**Text**

BLOOD



BLOOD

Blood Functions

• Transports

1. Dissolved gasses

2. Nutrients

3. Waste products to lungs and kidneys

4. Enzymes

5. Hormones from endocrine organs

• Regulates

1. pH

2. Electrolyte concentration of body fluids

3. Body temperature

• Restricts fluid loss

• Defends pathogens and toxins

Overview of Blood Circulation

•      Blood leaves the heart via arteries that branch repeatedly until they become capillaries

•      Oxygen (O2) and nutrients diffuse across capillary walls and enter tissues

•      Carbon dioxide (CO2) and wastes move from tissues into the blood

•      Oxygen-deficient blood leaves the capillaries and flows in veins to the heart

•      This blood flows to the lungs where it releases CO2 and picks up O2

•      The oxygen-rich blood returns to the heart

Composition of Blood

•      Blood is the body’s only fluid tissue

•      It is composed of liquid plasma and formed elements

•      Formed elements include:

•    Erythrocytes, or red blood cells (RBCs)

•    Leukocytes, or white blood cells (WBCs)

•    Platelets

Physical Characteristics and Volume

•      Blood is a sticky, opaque fluid with a metallic taste

•      Color varies from scarlet (oxygen-rich) to dark red (oxygen-poor)

**Supplied material**
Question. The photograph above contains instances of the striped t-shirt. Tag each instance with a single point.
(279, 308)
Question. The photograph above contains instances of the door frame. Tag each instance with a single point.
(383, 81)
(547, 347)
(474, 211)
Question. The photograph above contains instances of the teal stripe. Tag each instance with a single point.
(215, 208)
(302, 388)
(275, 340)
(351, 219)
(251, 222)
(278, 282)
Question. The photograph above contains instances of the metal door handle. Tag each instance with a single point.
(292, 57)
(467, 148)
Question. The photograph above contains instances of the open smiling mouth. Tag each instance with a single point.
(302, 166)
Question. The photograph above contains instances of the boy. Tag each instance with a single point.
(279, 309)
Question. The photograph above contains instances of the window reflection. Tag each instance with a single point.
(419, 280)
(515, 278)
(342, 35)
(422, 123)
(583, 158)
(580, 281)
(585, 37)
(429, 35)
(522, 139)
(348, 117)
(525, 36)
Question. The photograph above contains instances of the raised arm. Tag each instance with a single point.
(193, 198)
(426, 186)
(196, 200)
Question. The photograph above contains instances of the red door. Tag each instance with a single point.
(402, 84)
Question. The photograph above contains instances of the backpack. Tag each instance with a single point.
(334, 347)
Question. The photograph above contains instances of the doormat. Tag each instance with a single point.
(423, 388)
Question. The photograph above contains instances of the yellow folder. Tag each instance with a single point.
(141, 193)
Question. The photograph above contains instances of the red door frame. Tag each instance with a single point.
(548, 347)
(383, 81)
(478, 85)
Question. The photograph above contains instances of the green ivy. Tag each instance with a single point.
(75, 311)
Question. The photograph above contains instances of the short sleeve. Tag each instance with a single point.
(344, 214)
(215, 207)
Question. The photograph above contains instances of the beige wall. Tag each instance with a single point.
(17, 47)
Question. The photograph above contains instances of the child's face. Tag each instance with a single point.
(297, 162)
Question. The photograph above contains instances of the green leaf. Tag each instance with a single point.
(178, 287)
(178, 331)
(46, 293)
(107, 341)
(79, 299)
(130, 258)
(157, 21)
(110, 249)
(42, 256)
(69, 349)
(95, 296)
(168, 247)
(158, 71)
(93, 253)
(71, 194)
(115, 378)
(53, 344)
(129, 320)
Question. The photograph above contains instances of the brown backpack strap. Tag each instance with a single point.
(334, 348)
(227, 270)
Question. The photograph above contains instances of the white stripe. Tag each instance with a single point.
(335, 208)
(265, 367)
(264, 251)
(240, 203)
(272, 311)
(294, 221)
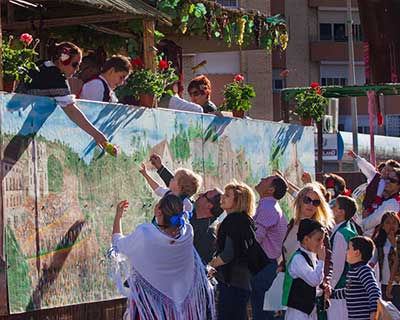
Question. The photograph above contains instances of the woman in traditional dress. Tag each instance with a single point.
(166, 278)
(51, 81)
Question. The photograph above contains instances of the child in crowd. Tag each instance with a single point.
(185, 184)
(362, 291)
(343, 210)
(305, 272)
(386, 242)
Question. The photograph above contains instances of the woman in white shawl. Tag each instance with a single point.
(167, 279)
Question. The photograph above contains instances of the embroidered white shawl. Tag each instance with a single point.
(167, 279)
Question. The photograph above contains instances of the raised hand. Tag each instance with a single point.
(155, 160)
(122, 206)
(306, 177)
(143, 169)
(351, 154)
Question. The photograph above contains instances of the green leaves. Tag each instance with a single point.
(311, 104)
(208, 18)
(144, 81)
(237, 96)
(200, 10)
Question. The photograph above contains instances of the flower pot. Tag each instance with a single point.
(306, 121)
(147, 100)
(9, 86)
(238, 113)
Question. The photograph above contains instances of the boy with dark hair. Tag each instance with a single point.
(362, 291)
(343, 210)
(305, 273)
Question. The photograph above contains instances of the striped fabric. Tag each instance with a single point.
(361, 292)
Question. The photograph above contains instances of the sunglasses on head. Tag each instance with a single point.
(392, 180)
(205, 196)
(196, 93)
(75, 64)
(314, 202)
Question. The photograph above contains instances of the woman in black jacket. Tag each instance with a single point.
(235, 236)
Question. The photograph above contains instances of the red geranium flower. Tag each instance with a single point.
(315, 85)
(330, 183)
(26, 38)
(137, 63)
(238, 78)
(163, 65)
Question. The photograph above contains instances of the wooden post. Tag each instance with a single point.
(1, 54)
(284, 109)
(149, 53)
(3, 263)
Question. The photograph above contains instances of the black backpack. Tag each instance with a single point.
(257, 259)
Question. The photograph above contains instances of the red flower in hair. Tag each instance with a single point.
(380, 119)
(137, 63)
(347, 192)
(315, 85)
(163, 65)
(238, 78)
(330, 183)
(26, 38)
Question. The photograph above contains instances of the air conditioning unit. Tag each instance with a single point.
(327, 124)
(333, 111)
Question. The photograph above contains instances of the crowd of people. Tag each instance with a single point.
(337, 261)
(336, 264)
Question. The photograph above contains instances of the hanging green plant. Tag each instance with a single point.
(209, 18)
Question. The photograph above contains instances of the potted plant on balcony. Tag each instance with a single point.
(147, 86)
(237, 95)
(18, 60)
(311, 104)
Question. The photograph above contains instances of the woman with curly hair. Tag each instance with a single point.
(235, 236)
(309, 203)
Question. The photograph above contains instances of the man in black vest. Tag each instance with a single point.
(206, 210)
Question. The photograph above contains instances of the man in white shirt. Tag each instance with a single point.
(114, 73)
(390, 202)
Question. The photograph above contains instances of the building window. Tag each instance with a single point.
(339, 32)
(363, 129)
(333, 81)
(228, 3)
(278, 82)
(325, 31)
(357, 32)
(392, 124)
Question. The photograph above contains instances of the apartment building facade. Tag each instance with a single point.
(318, 51)
(223, 63)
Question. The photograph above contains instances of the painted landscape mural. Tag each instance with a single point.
(60, 190)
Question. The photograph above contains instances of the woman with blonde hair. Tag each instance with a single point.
(235, 237)
(309, 203)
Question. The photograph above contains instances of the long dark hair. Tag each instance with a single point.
(170, 205)
(380, 235)
(54, 50)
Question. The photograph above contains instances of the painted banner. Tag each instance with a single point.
(60, 191)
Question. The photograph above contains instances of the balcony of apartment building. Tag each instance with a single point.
(330, 3)
(332, 43)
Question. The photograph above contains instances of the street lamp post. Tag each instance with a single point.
(352, 77)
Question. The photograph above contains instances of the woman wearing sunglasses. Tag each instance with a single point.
(51, 80)
(309, 203)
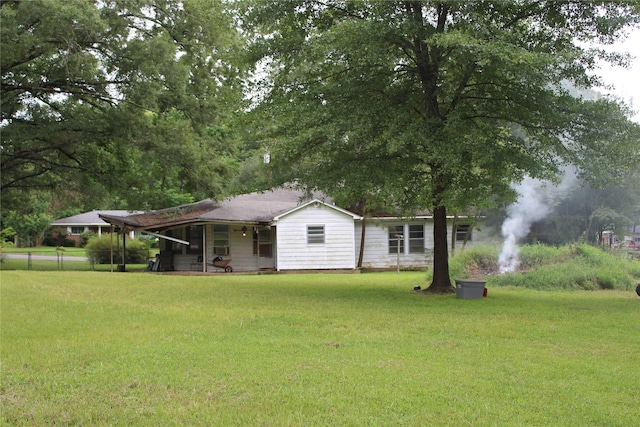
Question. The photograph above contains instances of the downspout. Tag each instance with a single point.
(204, 248)
(124, 250)
(362, 233)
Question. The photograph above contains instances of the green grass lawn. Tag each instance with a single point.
(93, 348)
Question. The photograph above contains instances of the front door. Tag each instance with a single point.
(263, 247)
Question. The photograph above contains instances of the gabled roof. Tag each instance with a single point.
(89, 218)
(257, 208)
(317, 202)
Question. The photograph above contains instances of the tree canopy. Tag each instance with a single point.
(438, 105)
(123, 97)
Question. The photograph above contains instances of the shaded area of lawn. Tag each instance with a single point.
(147, 349)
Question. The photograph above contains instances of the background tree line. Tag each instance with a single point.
(143, 104)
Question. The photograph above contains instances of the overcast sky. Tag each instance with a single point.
(626, 81)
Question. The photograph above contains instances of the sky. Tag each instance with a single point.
(626, 81)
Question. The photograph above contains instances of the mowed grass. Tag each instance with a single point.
(93, 348)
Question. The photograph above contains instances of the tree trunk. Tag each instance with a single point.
(441, 282)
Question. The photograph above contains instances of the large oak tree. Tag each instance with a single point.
(435, 104)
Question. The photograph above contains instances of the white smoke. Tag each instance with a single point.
(531, 206)
(535, 201)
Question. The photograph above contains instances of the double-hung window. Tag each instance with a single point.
(416, 239)
(194, 237)
(315, 234)
(396, 239)
(463, 232)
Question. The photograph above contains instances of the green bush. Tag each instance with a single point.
(534, 256)
(473, 261)
(100, 248)
(84, 238)
(68, 243)
(576, 266)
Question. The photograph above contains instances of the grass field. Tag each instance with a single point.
(93, 348)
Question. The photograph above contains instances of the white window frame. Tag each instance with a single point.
(315, 234)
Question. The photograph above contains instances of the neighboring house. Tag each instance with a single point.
(72, 227)
(280, 230)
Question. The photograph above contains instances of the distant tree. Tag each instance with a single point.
(29, 226)
(435, 104)
(128, 97)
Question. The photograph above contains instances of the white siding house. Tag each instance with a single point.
(383, 249)
(286, 229)
(315, 235)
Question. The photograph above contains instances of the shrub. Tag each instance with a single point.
(478, 260)
(68, 243)
(84, 238)
(577, 266)
(534, 256)
(100, 249)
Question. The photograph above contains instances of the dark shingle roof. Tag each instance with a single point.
(259, 207)
(90, 218)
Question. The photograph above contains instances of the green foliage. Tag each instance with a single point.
(449, 103)
(84, 238)
(7, 234)
(576, 266)
(31, 224)
(101, 249)
(477, 259)
(123, 98)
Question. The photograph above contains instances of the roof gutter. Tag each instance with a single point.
(173, 239)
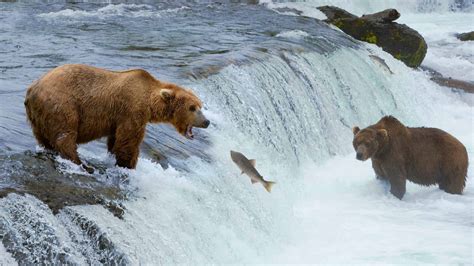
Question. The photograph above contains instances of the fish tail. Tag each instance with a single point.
(268, 186)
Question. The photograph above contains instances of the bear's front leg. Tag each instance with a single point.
(127, 144)
(398, 186)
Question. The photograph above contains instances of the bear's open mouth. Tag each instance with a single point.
(189, 132)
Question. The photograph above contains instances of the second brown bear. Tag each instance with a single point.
(424, 156)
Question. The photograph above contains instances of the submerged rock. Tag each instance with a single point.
(467, 36)
(37, 174)
(399, 40)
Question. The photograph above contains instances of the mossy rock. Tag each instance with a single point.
(468, 36)
(399, 40)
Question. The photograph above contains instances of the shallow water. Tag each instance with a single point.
(280, 88)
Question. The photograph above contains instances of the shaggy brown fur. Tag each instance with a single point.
(75, 104)
(425, 156)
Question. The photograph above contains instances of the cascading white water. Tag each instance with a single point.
(293, 112)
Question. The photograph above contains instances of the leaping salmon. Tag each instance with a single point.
(248, 167)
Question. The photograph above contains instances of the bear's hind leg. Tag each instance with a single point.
(111, 143)
(451, 186)
(67, 147)
(127, 144)
(42, 141)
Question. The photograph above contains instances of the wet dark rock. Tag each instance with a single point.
(399, 40)
(467, 36)
(385, 16)
(37, 174)
(454, 83)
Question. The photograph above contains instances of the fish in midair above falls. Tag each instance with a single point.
(248, 167)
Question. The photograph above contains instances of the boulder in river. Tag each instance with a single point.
(401, 41)
(467, 36)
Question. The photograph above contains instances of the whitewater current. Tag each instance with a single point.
(288, 98)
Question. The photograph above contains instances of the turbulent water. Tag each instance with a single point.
(280, 88)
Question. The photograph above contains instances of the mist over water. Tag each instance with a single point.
(286, 93)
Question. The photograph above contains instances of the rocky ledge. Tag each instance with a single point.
(379, 28)
(468, 36)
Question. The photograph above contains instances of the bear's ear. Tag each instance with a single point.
(382, 133)
(355, 130)
(166, 94)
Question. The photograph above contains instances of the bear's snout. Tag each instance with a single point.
(361, 153)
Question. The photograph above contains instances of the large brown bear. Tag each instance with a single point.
(425, 156)
(75, 104)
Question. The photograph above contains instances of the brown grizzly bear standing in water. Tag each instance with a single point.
(75, 104)
(425, 156)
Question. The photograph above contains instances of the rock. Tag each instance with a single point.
(468, 36)
(37, 174)
(333, 13)
(454, 83)
(399, 40)
(385, 16)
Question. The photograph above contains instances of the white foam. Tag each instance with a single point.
(126, 10)
(5, 257)
(293, 34)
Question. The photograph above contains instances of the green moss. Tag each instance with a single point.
(370, 37)
(338, 23)
(419, 55)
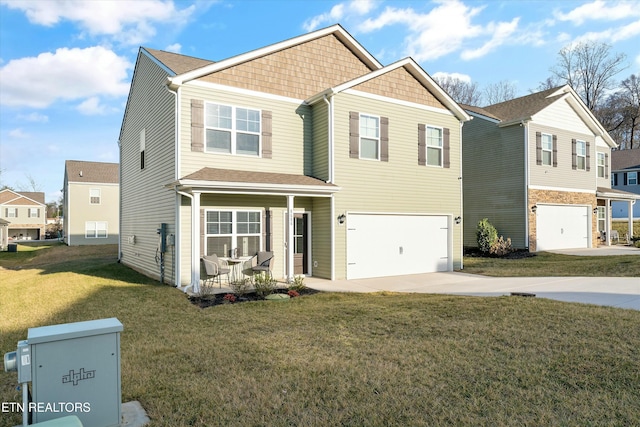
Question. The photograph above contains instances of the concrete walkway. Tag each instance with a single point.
(621, 292)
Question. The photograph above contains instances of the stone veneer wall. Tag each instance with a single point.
(560, 198)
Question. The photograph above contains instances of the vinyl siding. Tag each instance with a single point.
(81, 210)
(493, 177)
(399, 185)
(562, 176)
(290, 133)
(145, 201)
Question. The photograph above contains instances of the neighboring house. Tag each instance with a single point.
(309, 148)
(91, 195)
(538, 168)
(26, 213)
(625, 176)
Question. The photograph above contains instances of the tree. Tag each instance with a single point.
(499, 92)
(461, 91)
(589, 68)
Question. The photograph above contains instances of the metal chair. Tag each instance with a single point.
(262, 263)
(215, 267)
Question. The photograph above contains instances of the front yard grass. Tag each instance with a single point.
(335, 359)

**Directions for this task**
In the text about blood, what color is oxygen-poor blood?

**Answer to this task**
Dark red.